--- STATED EXERCISE ---
List every line in the entries below that contains the string "integer", matching case exactly.

>> begin EXCERPTED DATA

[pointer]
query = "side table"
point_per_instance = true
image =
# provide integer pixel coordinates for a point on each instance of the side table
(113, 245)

>> end EXCERPTED DATA
>> begin EXCERPTED DATA

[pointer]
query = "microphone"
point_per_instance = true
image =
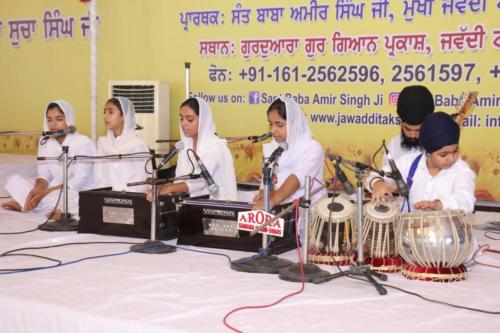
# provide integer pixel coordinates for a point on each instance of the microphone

>> end EXCERPTED DATA

--- SOLUTION FOR THIS TASK ---
# provide integer pixel coordinates for a point on each instance of the side table
# provide integer pixel coordinates for a point on each instance of the microphone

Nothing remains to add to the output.